▶ [Dataset records]
* begin *

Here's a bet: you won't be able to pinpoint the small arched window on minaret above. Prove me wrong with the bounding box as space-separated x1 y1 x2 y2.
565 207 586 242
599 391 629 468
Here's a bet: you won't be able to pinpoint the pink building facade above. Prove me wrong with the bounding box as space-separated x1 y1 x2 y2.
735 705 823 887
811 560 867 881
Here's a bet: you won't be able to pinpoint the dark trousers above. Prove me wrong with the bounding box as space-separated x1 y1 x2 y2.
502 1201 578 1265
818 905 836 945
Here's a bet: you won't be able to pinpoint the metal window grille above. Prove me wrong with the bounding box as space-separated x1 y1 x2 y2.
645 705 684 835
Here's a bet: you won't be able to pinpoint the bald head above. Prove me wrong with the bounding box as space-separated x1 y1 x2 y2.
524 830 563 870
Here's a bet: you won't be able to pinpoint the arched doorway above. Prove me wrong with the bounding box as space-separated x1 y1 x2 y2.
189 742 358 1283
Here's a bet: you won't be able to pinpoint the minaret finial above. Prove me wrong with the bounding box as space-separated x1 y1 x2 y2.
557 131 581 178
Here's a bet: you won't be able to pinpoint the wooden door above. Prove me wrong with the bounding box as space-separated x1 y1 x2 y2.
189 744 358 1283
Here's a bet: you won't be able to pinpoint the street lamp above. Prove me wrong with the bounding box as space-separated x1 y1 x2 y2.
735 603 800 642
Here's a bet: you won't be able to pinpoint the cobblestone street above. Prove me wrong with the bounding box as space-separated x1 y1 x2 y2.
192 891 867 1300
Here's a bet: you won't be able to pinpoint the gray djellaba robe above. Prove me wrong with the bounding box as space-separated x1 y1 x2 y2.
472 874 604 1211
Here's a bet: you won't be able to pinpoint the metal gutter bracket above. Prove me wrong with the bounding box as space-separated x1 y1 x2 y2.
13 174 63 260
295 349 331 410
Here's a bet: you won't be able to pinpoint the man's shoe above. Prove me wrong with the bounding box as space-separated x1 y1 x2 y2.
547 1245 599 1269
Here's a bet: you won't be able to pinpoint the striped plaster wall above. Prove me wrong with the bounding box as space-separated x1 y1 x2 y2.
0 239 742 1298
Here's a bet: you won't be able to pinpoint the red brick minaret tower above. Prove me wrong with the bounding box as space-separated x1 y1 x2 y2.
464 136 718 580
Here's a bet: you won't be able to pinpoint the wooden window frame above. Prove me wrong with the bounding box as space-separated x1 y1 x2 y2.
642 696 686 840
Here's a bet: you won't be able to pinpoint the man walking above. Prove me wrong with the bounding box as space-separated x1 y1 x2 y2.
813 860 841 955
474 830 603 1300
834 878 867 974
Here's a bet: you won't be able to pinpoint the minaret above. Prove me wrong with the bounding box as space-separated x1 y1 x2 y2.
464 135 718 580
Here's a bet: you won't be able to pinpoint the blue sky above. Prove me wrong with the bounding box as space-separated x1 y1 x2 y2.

* end *

▶ [What is needed]
Reproduce every line of the records, changing "Prove me wrong" to "Show me I'm wrong" each time it occurs and leaving everything else as it is.

▶ [Result below]
Here's a bet: you won't be able to pinpoint the small arched window on minaret above. Show me I'm wrong with the bounding box as space-separated x1 y1 x2 y2.
565 207 586 242
599 391 629 468
Here's a bet: you won't be able to pinpoint the pink building facade above. Show me I'm wrong with the bounding box as space-separated x1 y1 x2 y2.
735 705 823 887
811 560 867 881
Here's a bet: you won't be able to pinpoint the dark trousers above. Show me I'm wrong with the bounding box as space-separated x1 y1 x2 y2.
502 1201 578 1265
818 905 836 945
Here's a bet: you won't be able to pinpoint the metal window grille above. Show me I'm wrong with the bounding box as space-separated x1 y1 x2 y2.
645 705 684 835
Here's a bet: you won't be able to pinpoint the bald head above. Show me I'm wrong with the bounding box as space-separated x1 y1 x2 y2.
524 830 563 870
Here's a bet: you won't be able to pinpoint the arched doorway above. Show me I'm wrong with the bounding box as space-separated x1 y1 x2 y2.
189 742 358 1283
Here's a bet: you won't be able to pinpoint the minaret finial above. Show me I'm wrong with the bounding box as space-separated x1 y1 x2 y2.
557 131 581 178
Here's a bet: you won't be able to pinpoint the wooden door above. Show me I'm wrong with the bounding box as space-separated x1 y1 x2 y2.
189 744 358 1283
Here's a bet: you won't be able to pinpoint the street lamp above. Show me I'm wrong with the bounding box as space-separated x1 y1 x2 y2.
735 603 800 642
Here's a bet: you won't be able to pinpoint the cobblestone street above. Show me I'm wrong with the bounding box as space-separated x1 y1 x2 y2.
192 891 867 1300
Here's a bet: you won't be able to pinpoint the gray djellaba robe above. Show me I'm wrong with the bounding box as space-separated x1 y1 x2 y2.
472 874 604 1211
Here's a bet: you won't be able to pinpoint the metal gutter bracket above. Show me I'm wrong with the bounding box as space-separated x1 y1 x2 y2.
13 174 63 260
295 349 331 410
Here's a bet: you won't be able to pinpoint the man's shoe above. Show me I'm wrong with the bounding box as space-separated x1 y1 x2 y2.
547 1245 599 1269
Here's a bet: you won't be able to pinpoint the striped plaster wall above. Show me I'm wrong with the bounding box as space-separated x1 y1 x2 y2.
0 239 742 1298
Here's a bet: you won't be able to pinpoint the red brick minaret tower above. Show me I'm wrong with the bounding box as space-separated x1 y1 x2 y2.
464 136 718 580
Here's a bet: you won't be able to pinpoint the wooden window frame above. Show me I'm wrong with the bounding box as space-separated x1 y1 x2 y2.
642 696 686 840
Here's a bet: you won't be able to pinpoint the man walking above. Show me I'm wrong with the bounding box as space-separated x1 y1 x2 y2.
813 860 841 955
474 830 603 1300
834 878 867 974
Here's a bet: you won't be able to pinpoint the minaret above. Show me I'm wrong with the bounding box as space-separated x1 y1 x2 y2.
464 135 718 580
Here's a bet: you won't be able to pinpoint the blue sky above. Show me I'm wrong with the bounding box as space-separated x1 y1 x2 y2.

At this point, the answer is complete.